Task objective —
Your response should consist of the records, reproduced exactly.

Natural-language object grounding data
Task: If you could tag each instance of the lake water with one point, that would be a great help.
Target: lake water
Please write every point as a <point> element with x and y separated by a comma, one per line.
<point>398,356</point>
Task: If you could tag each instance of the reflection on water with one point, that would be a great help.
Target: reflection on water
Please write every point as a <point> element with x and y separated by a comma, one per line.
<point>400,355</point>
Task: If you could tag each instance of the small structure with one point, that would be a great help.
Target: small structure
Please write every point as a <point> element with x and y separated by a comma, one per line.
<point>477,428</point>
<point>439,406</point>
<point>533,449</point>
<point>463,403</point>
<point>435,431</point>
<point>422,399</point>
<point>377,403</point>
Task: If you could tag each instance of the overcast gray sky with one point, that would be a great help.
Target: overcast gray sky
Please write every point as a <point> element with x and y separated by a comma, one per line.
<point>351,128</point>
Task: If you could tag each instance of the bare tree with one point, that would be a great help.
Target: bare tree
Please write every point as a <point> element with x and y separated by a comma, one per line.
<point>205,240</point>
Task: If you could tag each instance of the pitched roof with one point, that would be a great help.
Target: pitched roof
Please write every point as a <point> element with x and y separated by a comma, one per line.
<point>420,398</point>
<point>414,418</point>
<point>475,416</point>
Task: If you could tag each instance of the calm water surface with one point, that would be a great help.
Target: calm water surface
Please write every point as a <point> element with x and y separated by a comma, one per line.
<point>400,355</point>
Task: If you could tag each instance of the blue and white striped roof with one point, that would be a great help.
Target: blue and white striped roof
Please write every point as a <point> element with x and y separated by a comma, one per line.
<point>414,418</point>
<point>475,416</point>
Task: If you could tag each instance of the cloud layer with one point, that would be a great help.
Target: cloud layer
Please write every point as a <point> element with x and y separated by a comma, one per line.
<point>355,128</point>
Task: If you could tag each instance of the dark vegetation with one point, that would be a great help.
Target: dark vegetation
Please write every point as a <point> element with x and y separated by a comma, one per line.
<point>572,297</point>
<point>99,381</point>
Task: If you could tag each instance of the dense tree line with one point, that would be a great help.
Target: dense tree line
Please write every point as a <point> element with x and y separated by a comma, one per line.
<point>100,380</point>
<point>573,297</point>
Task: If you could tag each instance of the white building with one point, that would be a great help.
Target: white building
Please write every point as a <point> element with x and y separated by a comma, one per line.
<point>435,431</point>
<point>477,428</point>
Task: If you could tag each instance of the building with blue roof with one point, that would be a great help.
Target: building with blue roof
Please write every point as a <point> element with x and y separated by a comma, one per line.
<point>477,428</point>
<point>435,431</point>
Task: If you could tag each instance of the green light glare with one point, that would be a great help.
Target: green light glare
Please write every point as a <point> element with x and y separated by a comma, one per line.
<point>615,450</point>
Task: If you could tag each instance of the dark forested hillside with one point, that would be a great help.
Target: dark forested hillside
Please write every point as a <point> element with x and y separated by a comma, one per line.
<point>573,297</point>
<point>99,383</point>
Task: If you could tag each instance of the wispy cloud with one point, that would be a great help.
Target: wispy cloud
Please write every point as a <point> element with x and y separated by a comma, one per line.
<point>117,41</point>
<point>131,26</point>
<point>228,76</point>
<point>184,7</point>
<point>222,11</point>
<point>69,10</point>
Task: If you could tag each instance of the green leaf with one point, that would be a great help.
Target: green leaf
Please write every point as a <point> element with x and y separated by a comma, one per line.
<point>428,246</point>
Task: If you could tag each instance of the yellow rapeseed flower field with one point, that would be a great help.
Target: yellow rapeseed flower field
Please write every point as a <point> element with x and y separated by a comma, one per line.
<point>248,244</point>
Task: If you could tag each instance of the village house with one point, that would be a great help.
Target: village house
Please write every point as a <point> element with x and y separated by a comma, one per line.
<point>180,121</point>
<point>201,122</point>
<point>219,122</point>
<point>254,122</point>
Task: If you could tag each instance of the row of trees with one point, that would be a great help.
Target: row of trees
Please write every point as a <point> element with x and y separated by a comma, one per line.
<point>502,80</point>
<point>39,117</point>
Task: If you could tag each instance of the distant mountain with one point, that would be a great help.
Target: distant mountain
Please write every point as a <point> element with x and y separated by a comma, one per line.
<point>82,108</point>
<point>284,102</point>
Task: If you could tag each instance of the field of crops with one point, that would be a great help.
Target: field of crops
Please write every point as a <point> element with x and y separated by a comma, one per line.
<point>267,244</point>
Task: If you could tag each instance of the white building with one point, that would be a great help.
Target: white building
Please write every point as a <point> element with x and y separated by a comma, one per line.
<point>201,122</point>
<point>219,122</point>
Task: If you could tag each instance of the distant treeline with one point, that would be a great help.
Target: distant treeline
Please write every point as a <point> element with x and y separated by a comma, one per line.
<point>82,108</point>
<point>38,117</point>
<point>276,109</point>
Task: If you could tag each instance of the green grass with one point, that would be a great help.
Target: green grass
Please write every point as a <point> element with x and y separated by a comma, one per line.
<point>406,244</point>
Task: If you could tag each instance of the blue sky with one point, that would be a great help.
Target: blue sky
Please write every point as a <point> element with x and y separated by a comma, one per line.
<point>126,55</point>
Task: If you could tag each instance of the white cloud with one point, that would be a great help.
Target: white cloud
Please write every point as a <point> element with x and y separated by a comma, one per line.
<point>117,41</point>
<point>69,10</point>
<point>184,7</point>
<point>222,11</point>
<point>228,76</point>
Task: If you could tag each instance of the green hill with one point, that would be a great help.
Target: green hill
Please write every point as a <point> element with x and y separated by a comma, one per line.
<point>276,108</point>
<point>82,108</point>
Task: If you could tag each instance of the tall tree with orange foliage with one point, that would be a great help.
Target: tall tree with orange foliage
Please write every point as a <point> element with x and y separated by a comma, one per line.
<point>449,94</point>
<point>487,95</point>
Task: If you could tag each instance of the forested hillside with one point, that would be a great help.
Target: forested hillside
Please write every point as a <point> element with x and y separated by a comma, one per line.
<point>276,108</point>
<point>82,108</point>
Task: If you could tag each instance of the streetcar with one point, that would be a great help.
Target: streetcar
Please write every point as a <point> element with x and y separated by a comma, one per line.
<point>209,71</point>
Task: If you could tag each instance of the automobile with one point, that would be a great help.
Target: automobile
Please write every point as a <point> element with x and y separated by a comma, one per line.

Answer for the task —
Task: If you could tag each instance of the lake water with one point, that would be a great help.
Target: lake water
Please write every point as a <point> element with x and y separated by a comma, one per line.
<point>398,356</point>
Task: If you could tag each instance of the reflection on water with one point, that would be a great help.
Target: reflection on water
Please write every point as a <point> element with x and y separated by a comma, one per line.
<point>400,355</point>
Task: If you could tag each instance of the small structure with one point, that would be a great help.
Target: small structure
Please write every point as a <point> element with x and y separated by a comma, one per line.
<point>477,428</point>
<point>439,406</point>
<point>533,449</point>
<point>463,403</point>
<point>435,431</point>
<point>422,399</point>
<point>377,403</point>
Task: If you could tag each instance of the overcast gray sky with one point, that would be a great help.
Target: overcast gray sky
Please write every point as a <point> element with x and y separated by a comma, one per line.
<point>351,128</point>
Task: If you could tag each instance of the bare tree with one point, that would be a great help.
Target: bare tree
Please write every point as a <point> element with x and y separated by a comma, one per line.
<point>205,240</point>
Task: If you could tag each instance of the pitched roof with one point, that would be a great help.
Target: pitched roof
Please write every point as a <point> element with x and y separated by a comma, one per line.
<point>420,398</point>
<point>414,418</point>
<point>475,416</point>
Task: If you could tag each instance of the calm water surface with one point, that would be a great help.
Target: calm water surface
Please write every point as a <point> element with x and y separated by a comma, one per line.
<point>400,355</point>
Task: If you could tag each instance of the blue and white striped roof with one point, that would be a great help.
Target: blue and white striped roof
Please write every point as a <point> element with x and y separated by a comma, one per line.
<point>414,418</point>
<point>475,416</point>
Task: If you could tag each instance of the cloud layer with one point, that would be a great help.
Target: cloud layer
Please write every point as a <point> element with x and y separated by a comma, one per line.
<point>355,128</point>
Task: If you could tag each instance of the dark vegetation with one point, that would be a great help.
Target: dark vegetation
Please write every point as a <point> element with x and y separated by a comma, one per line.
<point>572,297</point>
<point>99,381</point>
Task: If you could tag each instance of the dense tree line with one point, that would be a great help.
Target: dense tree line
Please write every point as a <point> element with x and y separated by a comma, one per line.
<point>100,380</point>
<point>573,297</point>
Task: If you could tag each instance of the white building with one point, that would be a great help.
Target: white building
Please write every point as a <point> element with x and y separated by a comma, one per line.
<point>435,431</point>
<point>477,428</point>
Task: If you could tag each instance of the building with blue roof with one point, that would be a great help.
Target: building with blue roof
Please write every point as a <point> element with x and y separated by a comma, one per line.
<point>477,428</point>
<point>435,431</point>
Task: If you could tag each instance of the green light glare with one point, that would be a great help.
Target: green light glare
Please write every point as a <point> element with x and y separated by a comma, one per line.
<point>615,450</point>
Task: If you could tag each instance of the dark forested hillside with one point, that would be a great help.
Target: dark forested hillside
Please write every point as a <point> element with x and y separated by a comma, one per line.
<point>573,297</point>
<point>99,383</point>
Task: If you could tag each instance of the wispy cloud with one point, that would be a great help.
Target: wispy cloud
Please write every point as a <point> element with x and y separated by a comma, one per line.
<point>117,41</point>
<point>131,26</point>
<point>228,76</point>
<point>184,7</point>
<point>222,11</point>
<point>69,10</point>
Task: If you could tag each instance of the green leaf with one point, that would be a great help.
Target: green leaf
Please write every point as a <point> element with x and y separated by a comma, one per line.
<point>428,246</point>
Task: If you could tag each instance of the yellow rapeseed flower field with one point, that would be a great help.
Target: yellow rapeseed flower field
Please write every point as a <point> element with x and y separated by a comma, one per line.
<point>248,244</point>
Task: If you could tag each instance of the village house with one point, that would be a great help.
Target: village house
Please write every point as a <point> element with x and y separated by a comma, one per line.
<point>180,121</point>
<point>201,122</point>
<point>219,122</point>
<point>254,122</point>
Task: If you could tag each instance of the row of trees with one point, that would be a great help.
Target: row of trees
Please write every point as a <point> element with x and y separated by a comma, one per line.
<point>502,80</point>
<point>39,117</point>
Task: If you could tag each instance of the distant mountain with one point, that would be a great help.
Target: distant mountain
Please write every point as a <point> element with x and y separated by a comma, one per line.
<point>82,108</point>
<point>284,102</point>
Task: If you could tag each instance of the field of crops with one point, that would be a great help.
Target: field of crops
Please write every point as a <point> element with x and y separated by a comma, one per line.
<point>267,244</point>
Task: If you could tag each instance of the white building with one point, that would be a great help.
Target: white building
Please write every point as a <point> element with x and y separated by a comma, one per line.
<point>201,122</point>
<point>219,122</point>
Task: If you could tag each instance of the distant treeline with one point, that would be a great help.
Target: distant treeline
Please write every point as a <point> element with x and y separated by a comma, one per line.
<point>82,108</point>
<point>38,117</point>
<point>276,109</point>
Task: If you could tag each instance of the green grass with one point, that would be a great help.
Target: green grass
Please write every point as a <point> element with x and y separated by a comma, one per line.
<point>406,244</point>
Task: If you could tag each instance of the blue sky with one point, that would be a great help.
Target: blue sky
Please write every point as a <point> element with x and y separated by a comma, one per line.
<point>126,55</point>
Task: If you could tag each instance of the white cloud with one point, that would be a great help.
Target: white cloud
Please write every point as a <point> element with x and y separated by a comma, one per line.
<point>117,41</point>
<point>69,10</point>
<point>184,7</point>
<point>222,11</point>
<point>228,76</point>
Task: If you could tag each instance of the green hill with one point, that would be a great help.
Target: green hill
Please write every point as a <point> element with x and y separated by a comma, one per line.
<point>276,108</point>
<point>82,108</point>
Task: If you could tag each instance of the tall tree with orange foliage with one point, that would be a great help.
Target: tall tree with orange foliage
Please write every point as a <point> element with x and y separated by a comma, one per line.
<point>449,94</point>
<point>487,95</point>
Task: If you could tag each instance of the forested hillside with one point, that would be a great help.
Target: forested hillside
Please write every point as a <point> element with x and y separated by a comma, one per line.
<point>276,108</point>
<point>82,108</point>
Task: If you could tag each instance of the streetcar with one point, that would be a great help.
Target: streetcar
Please write every point as a <point> element with x and y separated by a comma, one per line.
<point>209,71</point>
Task: If you could tag each instance of the automobile with one point, that would be a great help.
Target: automobile
Please write every point as a <point> element with x and y separated by a comma, one per line.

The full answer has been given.